## begin EXTRACT TO READ

I took a quick look seems it doesn't s÷em to go to the right aka reverse ..I'm looking 2morrow to see if it is some how blocked 

Thanks all


----------



## jfmill2016 (12 mo ago)

Well checked the cable and it is really tight the friction disk only goes to the center with the handle in reverse ?..cable is actually starting to break the cable outer shell I'm lost HELLLLPPP


----------



## BullFrog (Oct 14, 2015)

Maybe it needs a cable adjustment like shown in this video:


----------



## jfmill2016 (12 mo ago)

Ok thanks for the video and just watching it I notice that I was sent the wrong dam cable there is no adjustment on this one ,,,I think this is a craftsman cable needless to say I'm a tad pist off ...more later thanks for the video 
John


----------



## BullFrog (Oct 14, 2015)

Yes, keep us posted.


----------



## jfmill2016 (12 mo ago)

At times even little mistakes can be done ,,,UPDATE I ended up installing the cable wrong ..Was watching a video and realized it ,,,,,I reinstalled it and works great now ,,,,some times just watching videos does help 


John


----------



## BullFrog (Oct 14, 2015)

Excellent. Glad to hear you were able to sort it out.


----------

## end EXTRACT TO READ
## begin GIVEN ENTRIES

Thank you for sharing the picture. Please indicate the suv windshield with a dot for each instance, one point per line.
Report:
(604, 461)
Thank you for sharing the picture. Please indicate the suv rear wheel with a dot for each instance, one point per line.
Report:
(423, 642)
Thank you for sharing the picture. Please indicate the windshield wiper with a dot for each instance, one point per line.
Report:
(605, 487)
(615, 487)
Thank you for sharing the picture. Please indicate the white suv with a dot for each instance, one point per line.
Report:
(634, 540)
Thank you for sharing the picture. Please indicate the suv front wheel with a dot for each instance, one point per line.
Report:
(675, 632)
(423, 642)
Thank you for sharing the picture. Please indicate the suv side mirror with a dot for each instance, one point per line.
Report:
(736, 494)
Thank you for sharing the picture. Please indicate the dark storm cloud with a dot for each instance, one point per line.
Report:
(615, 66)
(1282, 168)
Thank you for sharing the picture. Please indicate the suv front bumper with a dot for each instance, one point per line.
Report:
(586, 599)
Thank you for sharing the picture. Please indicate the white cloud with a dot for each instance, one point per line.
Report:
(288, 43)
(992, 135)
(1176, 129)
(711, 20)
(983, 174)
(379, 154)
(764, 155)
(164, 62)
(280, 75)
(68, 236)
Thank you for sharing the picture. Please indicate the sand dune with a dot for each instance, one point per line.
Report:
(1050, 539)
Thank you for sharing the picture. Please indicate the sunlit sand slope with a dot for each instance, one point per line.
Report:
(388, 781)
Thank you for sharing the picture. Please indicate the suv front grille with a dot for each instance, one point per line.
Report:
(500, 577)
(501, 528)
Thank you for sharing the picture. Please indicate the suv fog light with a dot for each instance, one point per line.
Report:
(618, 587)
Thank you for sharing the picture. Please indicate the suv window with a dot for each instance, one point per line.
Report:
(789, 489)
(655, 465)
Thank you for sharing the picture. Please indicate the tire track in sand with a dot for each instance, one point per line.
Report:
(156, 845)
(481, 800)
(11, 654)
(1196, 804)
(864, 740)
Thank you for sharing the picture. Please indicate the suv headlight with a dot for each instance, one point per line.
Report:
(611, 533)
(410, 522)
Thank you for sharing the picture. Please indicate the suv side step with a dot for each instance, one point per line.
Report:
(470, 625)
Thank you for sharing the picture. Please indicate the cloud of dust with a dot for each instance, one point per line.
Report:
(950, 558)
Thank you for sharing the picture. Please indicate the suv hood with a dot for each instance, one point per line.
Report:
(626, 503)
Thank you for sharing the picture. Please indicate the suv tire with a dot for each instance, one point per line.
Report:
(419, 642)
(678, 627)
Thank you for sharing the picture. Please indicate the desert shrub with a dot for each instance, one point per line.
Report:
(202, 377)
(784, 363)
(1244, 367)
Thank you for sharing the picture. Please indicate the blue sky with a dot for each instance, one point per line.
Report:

## end GIVEN ENTRIES

SHORT TASK A:
In the forum thread, why does jfmill2016 decide he was sent the wrong cable? Answer in one to three sentences.
SHORT TASK B:
Format the entries from the line with "Thank you for sharing the picture. Please indicate the suv hood" up to and including the line with "(1244, 367)" as a numbered list, skipping any blank lines.

FULL ANSWER A:
While watching the video on cable adjustment, he noticed that the cable he received has no adjustment on it. He thinks it is a Craftsman cable.

FULL ANSWER B:
1. Thank you for sharing the picture. Please indicate the suv hood with a dot for each instance, one point per line.
2. Report:
3. (626, 503)
4. Thank you for sharing the picture. Please indicate the suv tire with a dot for each instance, one point per line.
5. Report:
6. (419, 642)
7. (678, 627)
8. Thank you for sharing the picture. Please indicate the desert shrub with a dot for each instance, one point per line.
9. Report:
10. (202, 377)
11. (784, 363)
12. (1244, 367)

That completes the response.